>> Begin INPUT ROWS
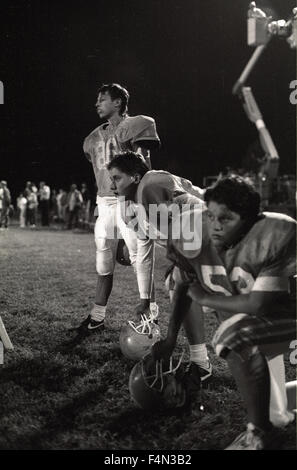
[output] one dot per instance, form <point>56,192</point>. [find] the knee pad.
<point>227,336</point>
<point>105,256</point>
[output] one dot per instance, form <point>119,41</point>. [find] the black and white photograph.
<point>148,227</point>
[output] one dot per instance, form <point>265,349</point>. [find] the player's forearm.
<point>146,156</point>
<point>181,304</point>
<point>144,267</point>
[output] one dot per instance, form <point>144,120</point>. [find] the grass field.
<point>50,399</point>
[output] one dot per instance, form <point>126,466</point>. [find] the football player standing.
<point>119,133</point>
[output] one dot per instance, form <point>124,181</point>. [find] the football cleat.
<point>88,325</point>
<point>137,340</point>
<point>198,377</point>
<point>254,438</point>
<point>157,385</point>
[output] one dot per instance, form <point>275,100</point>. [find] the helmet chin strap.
<point>144,328</point>
<point>159,373</point>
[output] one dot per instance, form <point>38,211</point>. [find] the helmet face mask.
<point>137,340</point>
<point>156,385</point>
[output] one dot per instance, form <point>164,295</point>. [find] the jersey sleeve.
<point>140,129</point>
<point>280,263</point>
<point>87,148</point>
<point>156,187</point>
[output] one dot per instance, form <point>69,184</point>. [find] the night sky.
<point>179,60</point>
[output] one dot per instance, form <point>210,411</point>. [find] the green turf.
<point>54,399</point>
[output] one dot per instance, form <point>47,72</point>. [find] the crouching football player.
<point>243,271</point>
<point>146,189</point>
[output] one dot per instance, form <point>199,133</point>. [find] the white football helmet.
<point>137,340</point>
<point>158,385</point>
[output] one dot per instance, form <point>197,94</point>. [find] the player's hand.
<point>162,349</point>
<point>143,308</point>
<point>196,292</point>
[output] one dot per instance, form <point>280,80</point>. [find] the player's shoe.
<point>254,438</point>
<point>89,325</point>
<point>198,377</point>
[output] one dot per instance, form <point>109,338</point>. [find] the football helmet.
<point>158,384</point>
<point>137,340</point>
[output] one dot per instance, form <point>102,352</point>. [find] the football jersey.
<point>263,260</point>
<point>105,141</point>
<point>158,186</point>
<point>159,195</point>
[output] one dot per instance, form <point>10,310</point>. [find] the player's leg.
<point>106,247</point>
<point>194,329</point>
<point>238,340</point>
<point>142,256</point>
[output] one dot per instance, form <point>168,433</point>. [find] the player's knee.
<point>232,334</point>
<point>104,263</point>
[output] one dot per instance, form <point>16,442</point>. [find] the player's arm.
<point>254,303</point>
<point>181,304</point>
<point>146,155</point>
<point>144,273</point>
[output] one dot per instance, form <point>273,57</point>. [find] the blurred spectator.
<point>62,204</point>
<point>75,202</point>
<point>44,202</point>
<point>22,205</point>
<point>32,204</point>
<point>5,201</point>
<point>28,188</point>
<point>54,205</point>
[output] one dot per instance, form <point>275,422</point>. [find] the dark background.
<point>179,60</point>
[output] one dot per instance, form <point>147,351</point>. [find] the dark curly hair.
<point>130,163</point>
<point>116,91</point>
<point>237,194</point>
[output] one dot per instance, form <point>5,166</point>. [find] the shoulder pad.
<point>137,128</point>
<point>272,238</point>
<point>91,139</point>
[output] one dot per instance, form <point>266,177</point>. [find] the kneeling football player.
<point>243,271</point>
<point>132,180</point>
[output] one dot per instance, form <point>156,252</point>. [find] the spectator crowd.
<point>43,205</point>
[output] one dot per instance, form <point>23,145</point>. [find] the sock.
<point>253,382</point>
<point>98,312</point>
<point>198,354</point>
<point>154,309</point>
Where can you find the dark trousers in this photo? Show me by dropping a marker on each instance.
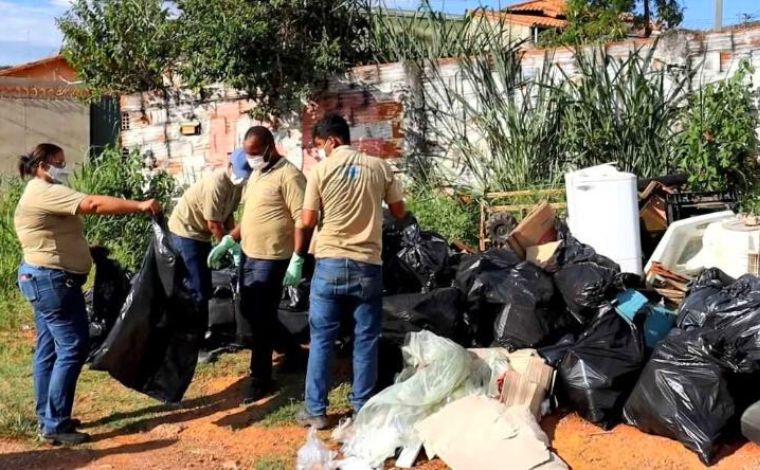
(197, 277)
(62, 341)
(260, 294)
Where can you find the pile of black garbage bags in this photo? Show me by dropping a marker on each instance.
(691, 386)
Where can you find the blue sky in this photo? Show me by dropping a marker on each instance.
(28, 32)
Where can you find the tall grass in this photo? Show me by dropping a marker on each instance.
(113, 174)
(622, 110)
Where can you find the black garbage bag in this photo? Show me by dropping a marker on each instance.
(223, 309)
(423, 254)
(293, 312)
(693, 310)
(683, 394)
(529, 317)
(104, 300)
(397, 279)
(585, 279)
(599, 371)
(153, 347)
(477, 276)
(554, 353)
(439, 311)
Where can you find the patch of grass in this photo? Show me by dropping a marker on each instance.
(273, 462)
(283, 416)
(339, 398)
(17, 419)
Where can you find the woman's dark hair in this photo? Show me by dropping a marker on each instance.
(333, 125)
(27, 164)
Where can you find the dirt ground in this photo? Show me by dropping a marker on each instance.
(212, 431)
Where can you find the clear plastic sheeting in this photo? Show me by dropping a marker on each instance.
(314, 455)
(436, 372)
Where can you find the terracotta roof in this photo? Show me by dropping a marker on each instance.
(552, 8)
(525, 20)
(20, 68)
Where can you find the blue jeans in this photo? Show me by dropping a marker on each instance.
(343, 287)
(197, 277)
(62, 341)
(260, 294)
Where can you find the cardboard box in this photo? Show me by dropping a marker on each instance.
(543, 255)
(528, 383)
(535, 229)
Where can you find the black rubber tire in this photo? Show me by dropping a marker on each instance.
(499, 226)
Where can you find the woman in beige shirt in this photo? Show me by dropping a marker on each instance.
(56, 261)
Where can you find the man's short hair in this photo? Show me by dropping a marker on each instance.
(332, 125)
(262, 134)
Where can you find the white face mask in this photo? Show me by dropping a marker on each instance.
(256, 162)
(59, 175)
(237, 180)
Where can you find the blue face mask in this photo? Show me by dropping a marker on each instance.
(59, 175)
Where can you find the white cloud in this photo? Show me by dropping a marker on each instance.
(29, 28)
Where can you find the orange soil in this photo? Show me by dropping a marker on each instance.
(214, 432)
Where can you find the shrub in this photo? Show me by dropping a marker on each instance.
(718, 146)
(113, 174)
(447, 215)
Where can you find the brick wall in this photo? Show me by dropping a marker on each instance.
(374, 99)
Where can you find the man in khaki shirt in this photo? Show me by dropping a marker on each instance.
(348, 188)
(273, 244)
(205, 212)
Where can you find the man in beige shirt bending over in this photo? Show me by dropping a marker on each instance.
(274, 245)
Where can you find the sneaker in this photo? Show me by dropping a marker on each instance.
(257, 391)
(317, 422)
(71, 438)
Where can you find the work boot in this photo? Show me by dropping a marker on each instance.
(317, 422)
(74, 424)
(70, 438)
(257, 391)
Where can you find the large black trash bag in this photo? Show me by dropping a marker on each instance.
(529, 317)
(731, 331)
(439, 311)
(599, 371)
(477, 277)
(585, 279)
(693, 310)
(104, 300)
(683, 394)
(397, 279)
(424, 255)
(153, 347)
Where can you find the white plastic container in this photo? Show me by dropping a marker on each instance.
(731, 246)
(680, 247)
(603, 211)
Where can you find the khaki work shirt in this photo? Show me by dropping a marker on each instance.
(272, 212)
(48, 227)
(213, 197)
(349, 188)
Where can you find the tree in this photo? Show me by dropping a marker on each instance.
(594, 20)
(278, 51)
(667, 12)
(120, 46)
(608, 20)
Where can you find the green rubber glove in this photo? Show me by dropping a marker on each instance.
(228, 244)
(293, 274)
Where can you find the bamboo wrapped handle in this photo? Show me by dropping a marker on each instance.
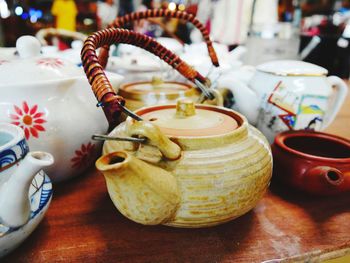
(45, 32)
(152, 13)
(105, 94)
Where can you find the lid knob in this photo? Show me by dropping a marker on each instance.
(185, 108)
(28, 46)
(156, 81)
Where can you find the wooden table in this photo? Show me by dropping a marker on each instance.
(82, 225)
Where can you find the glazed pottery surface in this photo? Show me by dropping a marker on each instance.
(49, 98)
(200, 166)
(40, 194)
(159, 92)
(314, 162)
(289, 95)
(25, 190)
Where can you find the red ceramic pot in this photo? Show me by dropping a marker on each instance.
(315, 162)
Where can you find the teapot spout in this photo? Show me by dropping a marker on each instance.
(142, 192)
(325, 180)
(14, 201)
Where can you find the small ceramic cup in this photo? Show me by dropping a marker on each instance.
(314, 162)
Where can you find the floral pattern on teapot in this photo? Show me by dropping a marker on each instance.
(286, 109)
(29, 119)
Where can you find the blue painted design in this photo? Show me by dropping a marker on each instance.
(24, 146)
(43, 194)
(14, 153)
(42, 191)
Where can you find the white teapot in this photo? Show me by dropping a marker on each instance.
(287, 95)
(49, 98)
(25, 191)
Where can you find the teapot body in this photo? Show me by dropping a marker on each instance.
(25, 192)
(219, 177)
(58, 117)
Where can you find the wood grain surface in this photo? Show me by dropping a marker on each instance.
(82, 225)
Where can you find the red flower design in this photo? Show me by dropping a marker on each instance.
(83, 156)
(29, 119)
(50, 62)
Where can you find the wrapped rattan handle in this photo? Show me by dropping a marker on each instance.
(105, 94)
(45, 32)
(119, 22)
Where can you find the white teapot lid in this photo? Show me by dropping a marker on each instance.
(32, 67)
(292, 68)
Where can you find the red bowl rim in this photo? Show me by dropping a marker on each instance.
(280, 142)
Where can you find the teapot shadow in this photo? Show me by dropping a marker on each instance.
(179, 244)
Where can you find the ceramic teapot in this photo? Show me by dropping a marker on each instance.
(288, 95)
(22, 205)
(180, 165)
(314, 162)
(157, 91)
(46, 97)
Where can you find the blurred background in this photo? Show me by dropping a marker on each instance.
(317, 31)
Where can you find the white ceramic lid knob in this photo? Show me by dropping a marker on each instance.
(28, 46)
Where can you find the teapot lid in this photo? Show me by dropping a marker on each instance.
(292, 68)
(189, 120)
(30, 66)
(156, 87)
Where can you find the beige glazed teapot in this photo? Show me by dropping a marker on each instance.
(181, 165)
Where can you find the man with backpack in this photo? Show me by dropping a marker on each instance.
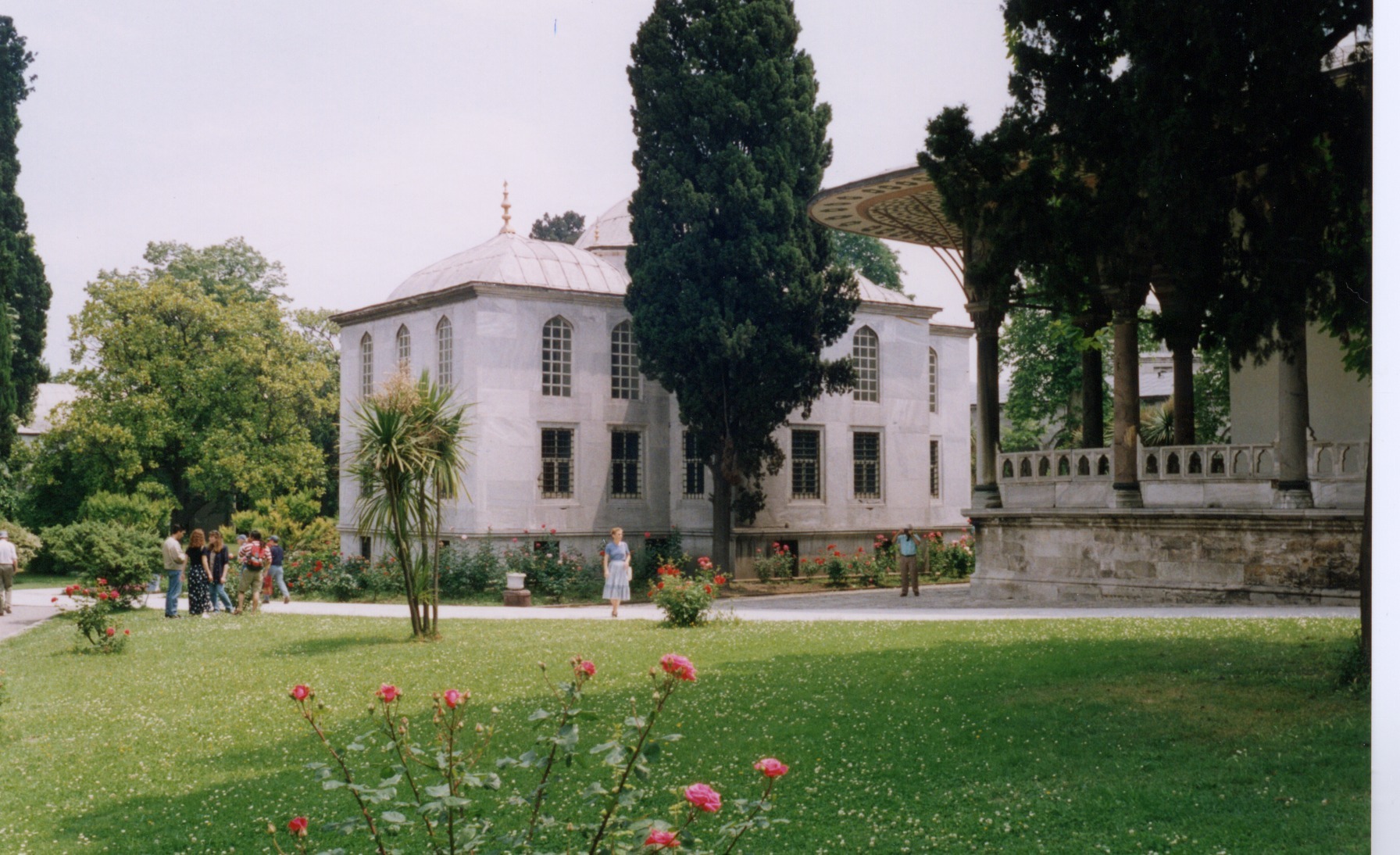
>> End INPUT ROWS
## WORK TO COMPLETE
Could you give the stretch of the data from the line containing "Where can you find the teapot lid" through the end of the data as a numbered list, skipping blank lines and leaving out the pictures?

## CORRECT ANSWER
1. Where can you find the teapot lid in this photo? Show me by dropping a marker on each instance.
2. (292, 68)
3. (189, 120)
4. (30, 66)
5. (156, 87)
6. Where can you find the beige glazed teapot in this photo? Show me by dropping a marker on each instance.
7. (181, 165)
8. Where can you find the man with backpack in this photo? Show me by dropping a marker on each instance.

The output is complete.